**Exercises:**
a) In the RBI liquidity article, rewrite the passage from "This comes a" up to and including "if not all.", replacing "Mumbai-based" with "Mumbai-headquartered".
b) According to the RBI liquidity article, why is SLF-MF available only for high-risk funds? Answer in one to three sentences.
c) Decide whether each statement agrees with the RBI liquidity article. Answer yes or no for each, quoting the deciding words exactly.
(i) The RBI's funding goes directly to mutual funds without passing through banks.
(ii) Banks may apply for the facility until May 11, 2020, or until the full amount is used, whichever comes first.
(iii) SLF-MF seeks to provide the mutual fund industry with Rs 50,000 crore.

**Document excerpt:**
The Reserve Bank of India (RBI) announced a financial support package on April 27 (Monday) for mutual funds amid liquidity concerns after Franklin Templeton Investments wound up six of its debt funds and barred all redemptions.
The package, also known as Special Liquidity Facility- Mutual Funds (SLF-MF), seeks to provide the mutual fund industry with Rs 50,000 crore to ease the liquidity pressure in the industry.
The RBI does specify that SLF-MF is available only for high-risk funds as the “larger industry remains liquid”. The RBI “remains vigilant and will take whatever steps are necessary to mitigate the economic impact of COVID-19 and preserve financial stability”, said the central bank in a press release this morning.
This comes a few days after Franklin Templeton, a Mumbai-based asset managed company marked down six of its debt funds.
These funds have been wiped off from the market, holders of these funds cannot redeem their money and the fund has discontinued it has ceased to generate any returns. In such times when panic has seized our domestic investors, RBI’s relief package does seem to pacify such concerns, to some extent if not all.
Let’s understand in detail what SLF-MF conveys and what it means for you.
Simply said, the funding announced by the RBI will first move to banks and then to mutual funds. Banks will be bidding for their share of the Rs 50,000 crore through repo operations. Banks have time from today till May 11, 2020 to apply for this facility; either May 11 or till the utilization of the full amount, whichever comes earlier.
Now these funds can be used by banks, as stated by RBI in three forms
1. Banks can extend loans to mutual fund houses.
2. The funds can be used by banks to purchase the collateral against the “investment grade corporate bonds, commercial papers (CPs), debentures and certificates of Deposit (CDs)” held by these mutual funds.

**Records shown:**
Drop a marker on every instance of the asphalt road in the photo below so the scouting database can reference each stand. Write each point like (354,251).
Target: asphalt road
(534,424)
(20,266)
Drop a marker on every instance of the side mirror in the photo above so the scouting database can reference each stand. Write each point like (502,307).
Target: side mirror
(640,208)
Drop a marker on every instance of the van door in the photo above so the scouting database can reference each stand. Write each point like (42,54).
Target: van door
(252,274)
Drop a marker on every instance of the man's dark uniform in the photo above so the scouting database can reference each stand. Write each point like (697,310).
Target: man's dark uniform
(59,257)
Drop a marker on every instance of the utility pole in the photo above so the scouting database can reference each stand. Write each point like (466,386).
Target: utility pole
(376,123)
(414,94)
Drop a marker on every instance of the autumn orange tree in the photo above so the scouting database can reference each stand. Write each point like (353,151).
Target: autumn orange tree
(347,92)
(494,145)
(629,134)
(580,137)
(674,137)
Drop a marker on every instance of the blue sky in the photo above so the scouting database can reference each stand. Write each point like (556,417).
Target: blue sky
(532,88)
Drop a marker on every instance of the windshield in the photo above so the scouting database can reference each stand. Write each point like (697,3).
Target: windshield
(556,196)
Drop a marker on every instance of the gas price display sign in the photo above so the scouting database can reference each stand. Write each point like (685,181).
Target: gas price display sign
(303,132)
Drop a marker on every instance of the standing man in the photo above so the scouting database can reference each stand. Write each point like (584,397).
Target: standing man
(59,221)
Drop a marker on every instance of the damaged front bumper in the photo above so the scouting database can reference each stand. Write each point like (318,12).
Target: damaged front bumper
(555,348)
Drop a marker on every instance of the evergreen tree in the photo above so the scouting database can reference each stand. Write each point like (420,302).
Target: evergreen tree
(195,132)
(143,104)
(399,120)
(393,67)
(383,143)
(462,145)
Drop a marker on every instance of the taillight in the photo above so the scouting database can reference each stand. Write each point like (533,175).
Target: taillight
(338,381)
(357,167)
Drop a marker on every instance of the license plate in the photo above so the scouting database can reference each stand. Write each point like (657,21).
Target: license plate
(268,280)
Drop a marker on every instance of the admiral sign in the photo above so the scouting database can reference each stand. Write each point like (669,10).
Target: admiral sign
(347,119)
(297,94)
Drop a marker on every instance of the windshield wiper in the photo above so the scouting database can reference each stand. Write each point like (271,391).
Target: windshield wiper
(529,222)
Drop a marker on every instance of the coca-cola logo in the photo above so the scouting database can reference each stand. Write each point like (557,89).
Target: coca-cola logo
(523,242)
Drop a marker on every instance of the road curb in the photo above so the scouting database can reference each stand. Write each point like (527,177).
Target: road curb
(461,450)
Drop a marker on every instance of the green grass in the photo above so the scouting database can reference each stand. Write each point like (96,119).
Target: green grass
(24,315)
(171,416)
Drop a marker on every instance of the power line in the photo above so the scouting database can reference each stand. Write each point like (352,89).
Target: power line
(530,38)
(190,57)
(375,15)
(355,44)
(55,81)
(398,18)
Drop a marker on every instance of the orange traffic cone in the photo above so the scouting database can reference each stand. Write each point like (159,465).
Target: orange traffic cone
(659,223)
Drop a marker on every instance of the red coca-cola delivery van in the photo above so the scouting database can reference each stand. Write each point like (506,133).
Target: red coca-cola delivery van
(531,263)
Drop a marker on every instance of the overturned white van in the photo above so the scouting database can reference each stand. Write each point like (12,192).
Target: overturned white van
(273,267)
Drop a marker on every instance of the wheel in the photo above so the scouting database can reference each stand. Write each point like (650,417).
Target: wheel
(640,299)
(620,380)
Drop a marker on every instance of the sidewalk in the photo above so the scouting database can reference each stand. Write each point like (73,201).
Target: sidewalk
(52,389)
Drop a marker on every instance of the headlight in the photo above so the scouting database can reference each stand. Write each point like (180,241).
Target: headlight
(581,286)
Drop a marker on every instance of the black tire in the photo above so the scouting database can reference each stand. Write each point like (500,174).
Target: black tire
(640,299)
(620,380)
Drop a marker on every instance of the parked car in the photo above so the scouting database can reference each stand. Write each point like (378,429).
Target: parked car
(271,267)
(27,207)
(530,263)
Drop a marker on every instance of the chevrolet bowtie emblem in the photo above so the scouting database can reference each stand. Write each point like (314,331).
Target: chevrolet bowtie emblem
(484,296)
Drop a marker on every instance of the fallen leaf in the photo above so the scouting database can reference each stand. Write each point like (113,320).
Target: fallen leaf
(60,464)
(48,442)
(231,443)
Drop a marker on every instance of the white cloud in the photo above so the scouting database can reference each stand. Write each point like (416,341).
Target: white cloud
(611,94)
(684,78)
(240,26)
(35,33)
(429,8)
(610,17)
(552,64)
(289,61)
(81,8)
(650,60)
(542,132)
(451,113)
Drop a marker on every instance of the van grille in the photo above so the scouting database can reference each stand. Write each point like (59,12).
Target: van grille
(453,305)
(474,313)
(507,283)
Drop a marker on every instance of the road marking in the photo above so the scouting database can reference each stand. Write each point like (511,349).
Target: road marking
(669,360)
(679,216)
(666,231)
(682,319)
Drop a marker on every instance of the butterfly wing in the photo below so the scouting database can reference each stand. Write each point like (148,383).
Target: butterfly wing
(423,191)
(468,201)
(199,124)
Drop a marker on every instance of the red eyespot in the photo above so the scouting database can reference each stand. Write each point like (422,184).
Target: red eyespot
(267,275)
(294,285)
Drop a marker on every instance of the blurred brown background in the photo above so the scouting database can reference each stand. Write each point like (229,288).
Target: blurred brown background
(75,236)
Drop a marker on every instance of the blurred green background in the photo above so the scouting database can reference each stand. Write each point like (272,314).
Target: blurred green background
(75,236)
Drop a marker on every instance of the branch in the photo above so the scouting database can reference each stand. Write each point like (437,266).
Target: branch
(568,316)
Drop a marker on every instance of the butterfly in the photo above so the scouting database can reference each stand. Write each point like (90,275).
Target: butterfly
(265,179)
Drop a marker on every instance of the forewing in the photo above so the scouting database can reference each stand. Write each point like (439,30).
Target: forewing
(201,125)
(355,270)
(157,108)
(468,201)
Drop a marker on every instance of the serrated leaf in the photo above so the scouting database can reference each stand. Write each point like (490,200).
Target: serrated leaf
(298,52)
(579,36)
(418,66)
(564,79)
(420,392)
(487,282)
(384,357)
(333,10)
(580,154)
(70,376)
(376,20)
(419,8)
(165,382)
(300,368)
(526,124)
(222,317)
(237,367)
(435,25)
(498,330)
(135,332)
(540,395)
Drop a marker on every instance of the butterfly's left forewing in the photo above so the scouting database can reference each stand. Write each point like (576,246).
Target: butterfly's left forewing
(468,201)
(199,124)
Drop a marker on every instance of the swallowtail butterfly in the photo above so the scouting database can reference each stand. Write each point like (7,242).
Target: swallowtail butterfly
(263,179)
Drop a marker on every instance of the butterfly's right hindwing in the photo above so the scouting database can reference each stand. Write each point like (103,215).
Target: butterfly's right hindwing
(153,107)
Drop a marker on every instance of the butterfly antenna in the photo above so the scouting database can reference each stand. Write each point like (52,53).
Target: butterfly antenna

**Exercise responses:**
a)
This comes a few days after Franklin Templeton, a Mumbai-headquartered asset managed company marked down six of its debt funds.
These funds have been wiped off from the market, holders of these funds cannot redeem their money and the fund has discontinued it has ceased to generate any returns. In such times when panic has seized our domestic investors, RBI’s relief package does seem to pacify such concerns, to some extent if not all.

b) The RBI limits SLF-MF to high-risk funds because, in its view, the "larger industry remains liquid."

c)
(i) No: "the funding announced by the RBI will first move to banks and then to mutual funds."
(ii) Yes: "Banks have time from today till May 11, 2020 to apply for this facility; either May 11 or till the utilization of the full amount, whichever comes earlier."
(iii) Yes: "seeks to provide the mutual fund industry with Rs 50,000 crore to ease the liquidity pressure in the industry."